(Items from a dataset)
** start **

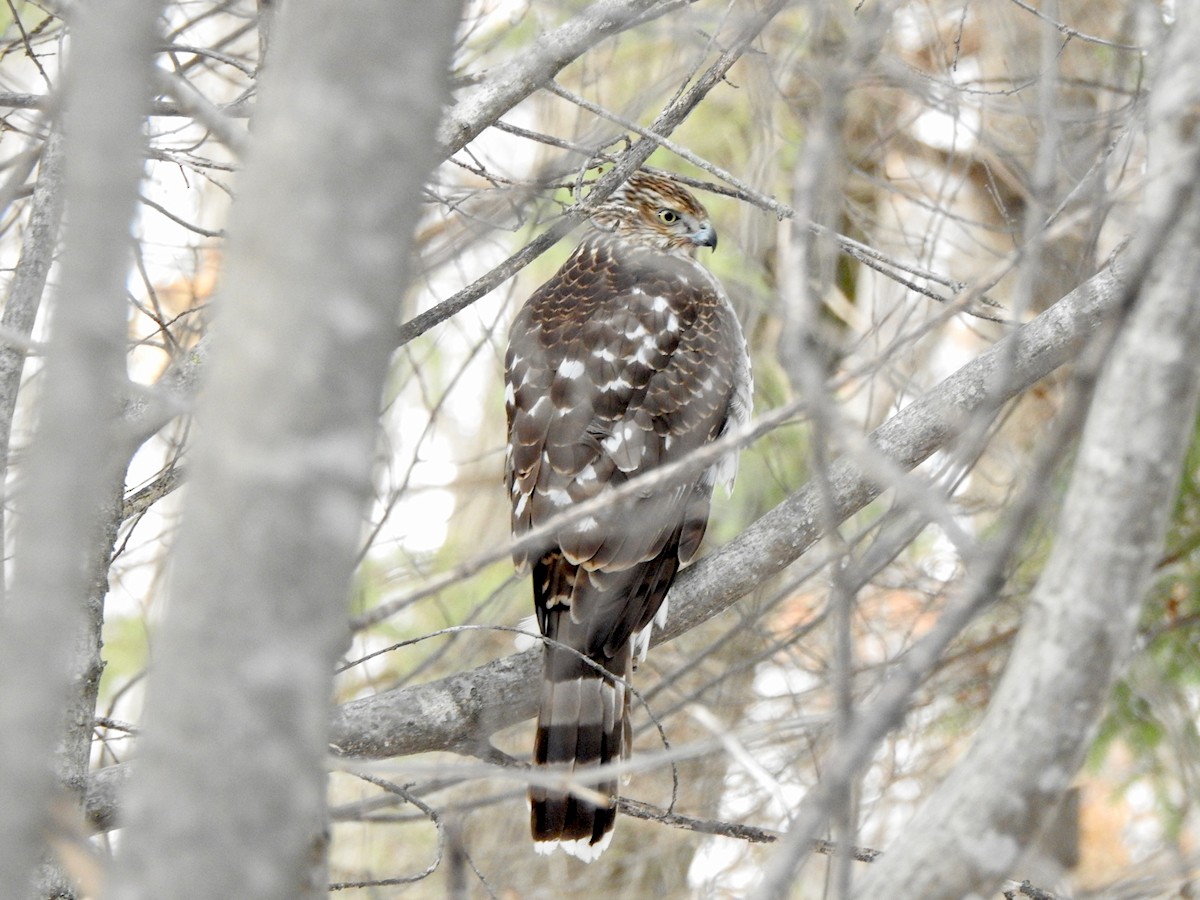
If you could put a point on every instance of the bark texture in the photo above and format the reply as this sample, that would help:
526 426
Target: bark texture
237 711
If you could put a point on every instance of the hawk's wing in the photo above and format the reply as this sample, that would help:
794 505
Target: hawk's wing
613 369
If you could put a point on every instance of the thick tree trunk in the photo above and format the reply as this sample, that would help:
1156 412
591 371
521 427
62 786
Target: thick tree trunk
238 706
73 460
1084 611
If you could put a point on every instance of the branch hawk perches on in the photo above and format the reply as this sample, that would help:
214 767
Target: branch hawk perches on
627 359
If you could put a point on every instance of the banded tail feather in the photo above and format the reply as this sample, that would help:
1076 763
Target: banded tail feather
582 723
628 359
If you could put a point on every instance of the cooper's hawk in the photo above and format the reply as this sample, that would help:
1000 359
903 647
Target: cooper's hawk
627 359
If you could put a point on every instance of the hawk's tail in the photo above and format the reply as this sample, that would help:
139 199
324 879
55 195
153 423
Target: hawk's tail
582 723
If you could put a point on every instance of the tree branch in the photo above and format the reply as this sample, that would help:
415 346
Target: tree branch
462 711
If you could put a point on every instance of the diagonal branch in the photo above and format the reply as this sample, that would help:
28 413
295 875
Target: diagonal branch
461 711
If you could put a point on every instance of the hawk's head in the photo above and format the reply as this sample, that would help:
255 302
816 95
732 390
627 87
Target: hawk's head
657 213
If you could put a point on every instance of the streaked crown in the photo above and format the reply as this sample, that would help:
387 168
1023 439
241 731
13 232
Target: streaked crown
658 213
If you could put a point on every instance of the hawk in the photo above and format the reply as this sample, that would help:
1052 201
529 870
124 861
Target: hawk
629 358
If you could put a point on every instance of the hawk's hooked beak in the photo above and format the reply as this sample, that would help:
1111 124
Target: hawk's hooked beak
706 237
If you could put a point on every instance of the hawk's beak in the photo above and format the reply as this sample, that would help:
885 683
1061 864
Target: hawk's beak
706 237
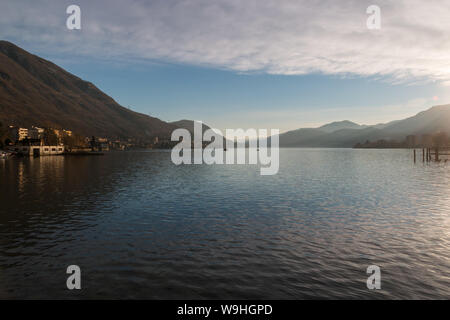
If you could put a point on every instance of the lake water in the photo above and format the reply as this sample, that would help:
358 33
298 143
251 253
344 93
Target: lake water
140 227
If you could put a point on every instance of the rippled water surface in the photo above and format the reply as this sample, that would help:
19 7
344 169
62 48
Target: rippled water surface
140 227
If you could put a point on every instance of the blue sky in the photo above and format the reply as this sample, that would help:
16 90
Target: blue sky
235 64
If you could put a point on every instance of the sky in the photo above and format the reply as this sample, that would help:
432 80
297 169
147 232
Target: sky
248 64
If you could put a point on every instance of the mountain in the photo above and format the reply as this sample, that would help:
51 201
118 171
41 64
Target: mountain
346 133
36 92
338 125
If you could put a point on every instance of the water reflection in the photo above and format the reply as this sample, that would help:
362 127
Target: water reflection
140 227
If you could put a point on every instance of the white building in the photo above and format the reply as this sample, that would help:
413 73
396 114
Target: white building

** end **
** start **

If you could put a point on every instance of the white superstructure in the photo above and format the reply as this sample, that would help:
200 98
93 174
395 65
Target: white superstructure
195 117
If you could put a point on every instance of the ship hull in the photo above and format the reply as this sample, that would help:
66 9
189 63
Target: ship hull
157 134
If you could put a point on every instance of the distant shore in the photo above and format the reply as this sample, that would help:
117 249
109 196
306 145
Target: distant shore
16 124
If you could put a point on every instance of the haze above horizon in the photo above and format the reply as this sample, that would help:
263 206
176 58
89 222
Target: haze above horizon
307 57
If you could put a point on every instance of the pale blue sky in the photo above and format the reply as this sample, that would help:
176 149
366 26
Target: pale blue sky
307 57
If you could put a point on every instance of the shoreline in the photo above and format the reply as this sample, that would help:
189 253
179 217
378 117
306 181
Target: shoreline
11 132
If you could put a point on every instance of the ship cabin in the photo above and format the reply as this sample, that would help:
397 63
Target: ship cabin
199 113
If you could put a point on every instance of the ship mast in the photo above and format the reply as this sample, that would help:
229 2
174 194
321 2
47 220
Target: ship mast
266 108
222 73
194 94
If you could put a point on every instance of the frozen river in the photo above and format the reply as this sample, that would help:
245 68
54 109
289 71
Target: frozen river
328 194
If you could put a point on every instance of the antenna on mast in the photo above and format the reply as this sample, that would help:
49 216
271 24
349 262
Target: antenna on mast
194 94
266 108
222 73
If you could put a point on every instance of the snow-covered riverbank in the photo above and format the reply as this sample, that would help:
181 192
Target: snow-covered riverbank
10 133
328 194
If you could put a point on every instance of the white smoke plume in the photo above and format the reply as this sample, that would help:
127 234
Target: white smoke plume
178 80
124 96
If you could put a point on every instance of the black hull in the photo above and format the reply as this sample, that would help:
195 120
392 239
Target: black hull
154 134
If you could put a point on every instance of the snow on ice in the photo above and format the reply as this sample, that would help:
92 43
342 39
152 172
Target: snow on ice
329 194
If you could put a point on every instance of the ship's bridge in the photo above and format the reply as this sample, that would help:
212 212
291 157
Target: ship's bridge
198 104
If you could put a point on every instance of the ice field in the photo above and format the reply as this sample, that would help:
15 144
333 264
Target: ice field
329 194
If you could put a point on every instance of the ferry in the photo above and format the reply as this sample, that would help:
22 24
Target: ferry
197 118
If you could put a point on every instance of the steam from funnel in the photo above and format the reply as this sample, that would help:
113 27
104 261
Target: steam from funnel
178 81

** end **

▸ EXERCISE BRIEF: Collect every line of the records that contains the word "reflection".

▸ CORRECT ANSWER:
If you could put a point on every instance of the water reflection in the photo above and format the reply as this sample, that would help:
Target: water reflection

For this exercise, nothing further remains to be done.